[Questions to answer]
• a. Reproduce the passage of the article on digital tools for small businesses between "Is it working?" and "digital business tools.", inclusive.
• b. Pick up the article on digital tools for informal and small businesses after its final sentence and keep writing it.

[Source passage]
The Covid pandemic spurred a mad dash to keep informal and small businesses afloat with digital technology and enterprise software. To prove such businesses were not only eager, but reliable, customers, tech startups rolled out inventory ordering and business accounting apps, digital payments, logistics management, and credit products. Billions of dollars in venture capital investment poured in to support the tools’ adoption and the startups’ growth.
Is it working?
“Digital tools can help local low-income businesses survive climate shocks, economic disruptions and rising trade barriers,” says Edoardo Totolo of Accion’s Center for Financial Inclusion. But: “Many of these platforms remain ill-suited to the realities of low-margin enterprises.”
Totolo’s assessment is based on a new study he co-authored that randomly surveyed 4,000 informal and small businesses in Delhi, Lagos, Addis Ababa, Jakarta and São Paulo on their adoption and use of digital business tools.
The majority of businesses have access to some type of digital tool to support their businesses primarily because of widespread mobile phone adoption. There’s a mismatch between what tech providers are offering and what businesses want, however. Digital service providers are designing products to support businesses’ growth; business owners are more concerned about continuity and stability. Only about 10% say new tech tools have led to revenue growth.
What’s needed are better and more accessible insurance and savings products, for example, and stricter transparency, guardrails and protections on digital payments, write Totolo and his co-authors. “Products and services designed to support small businesses must prioritize building resilience and stability, avoiding one-size-fits-all solutions centered solely on expansion.”
Regional trends
Use of digital tools varies greatly across gender, age, business experience and geography. Education level is the “strongest and most consistent predictor of technology adoption across all cities,” finds the survey. “Owners with a higher education level use significantly more digital technologies.”
Digital payments is the most widely adopted tool. It’s almost universal in São Paulo and Delhi; in Addis Ababa, where poor internet access has greatly restricted business digitalization, still about 40% of entrepreneurs use digital payments.
E-commerce platforms took off worldwide in the pandemic, but few informal and small businesses use them. The highest rates of e-commerce adoption are just 12% in São Paulo and 7% in Jakarta.

[Available data]
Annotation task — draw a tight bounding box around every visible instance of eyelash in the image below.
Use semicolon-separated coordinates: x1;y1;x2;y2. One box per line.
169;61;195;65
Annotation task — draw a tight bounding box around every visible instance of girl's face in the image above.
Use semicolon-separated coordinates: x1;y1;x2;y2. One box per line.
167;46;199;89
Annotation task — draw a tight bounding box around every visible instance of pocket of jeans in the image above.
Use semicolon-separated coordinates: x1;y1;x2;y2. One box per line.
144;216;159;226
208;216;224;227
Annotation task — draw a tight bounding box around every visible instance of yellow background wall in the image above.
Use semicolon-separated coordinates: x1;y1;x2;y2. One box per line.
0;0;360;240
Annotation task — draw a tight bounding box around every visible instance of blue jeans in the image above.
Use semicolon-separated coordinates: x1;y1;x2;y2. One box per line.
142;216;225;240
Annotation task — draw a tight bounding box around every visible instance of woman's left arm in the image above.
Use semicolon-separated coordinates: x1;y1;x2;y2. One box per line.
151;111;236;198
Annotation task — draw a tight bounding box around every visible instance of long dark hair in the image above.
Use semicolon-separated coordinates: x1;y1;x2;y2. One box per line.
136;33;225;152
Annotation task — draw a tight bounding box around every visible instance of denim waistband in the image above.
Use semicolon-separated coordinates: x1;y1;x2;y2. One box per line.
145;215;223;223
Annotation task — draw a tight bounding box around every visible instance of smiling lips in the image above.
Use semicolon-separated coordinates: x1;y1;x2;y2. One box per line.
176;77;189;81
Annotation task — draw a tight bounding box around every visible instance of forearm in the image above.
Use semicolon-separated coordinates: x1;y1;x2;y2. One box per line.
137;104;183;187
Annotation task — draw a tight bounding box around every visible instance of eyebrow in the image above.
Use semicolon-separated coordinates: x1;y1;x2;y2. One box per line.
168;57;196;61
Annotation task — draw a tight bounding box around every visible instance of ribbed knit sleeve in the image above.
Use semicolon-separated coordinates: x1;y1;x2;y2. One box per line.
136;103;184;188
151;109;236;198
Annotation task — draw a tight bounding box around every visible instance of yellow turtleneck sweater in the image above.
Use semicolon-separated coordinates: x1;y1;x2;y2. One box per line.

[Outputs in order]
• a.
Is it working?
“Digital tools can help local low-income businesses survive climate shocks, economic disruptions and rising trade barriers,” says Edoardo Totolo of Accion’s Center for Financial Inclusion. But: “Many of these platforms remain ill-suited to the realities of low-margin enterprises.”
Totolo’s assessment is based on a new study he co-authored that randomly surveyed 4,000 informal and small businesses in Delhi, Lagos, Addis Ababa, Jakarta and São Paulo on their adoption and use of digital business tools.

• b.
Fewer than half use social media, except among more educated entrepreneurs in São Paulo. In Lagos, those that do use social media, “content creation plays a vital role in digital marketing efforts,” the report finds. “Businesses regularly produce videos and images showcasing their products, manufacturing processes and behind-the-scenes content.”
Adoption of software for managing business operations – which many tech startups launched in the pandemic – is in the single to low double-digits in most cities. “While some businesses are successfully using digital tools to streamline operations, others may struggle with implementation or optimization,” the report finds.
Female entrepreneurs trail their male colleagues in digitalization, particularly in Addis Ababa and Lagos.
Consumer protection
A key reason for slow adoption of business digitalization tools is business owners’ concerns about transparency and security. Low-income consumers and business owners are disproportionately hit by fraud and hidden fees.
“We all should fear fraud, if we already don’t. To me, this is the most critical issue,” said one business owner in São Paulo who was interviewed for the study.
Digitalization tools, without proper guardrails, risk exacerbating financial insecurity and exclusion “leading to devastating losses for small businesses already operating on the brink,” says Totolo. “Cultivating the use of such tools requires smarter, safer and more thoughtfully tailored digital finance ecosystems that combine a deep understanding of the needs of the end user, strong consumer protections, and an emphasis on long-term economic health.”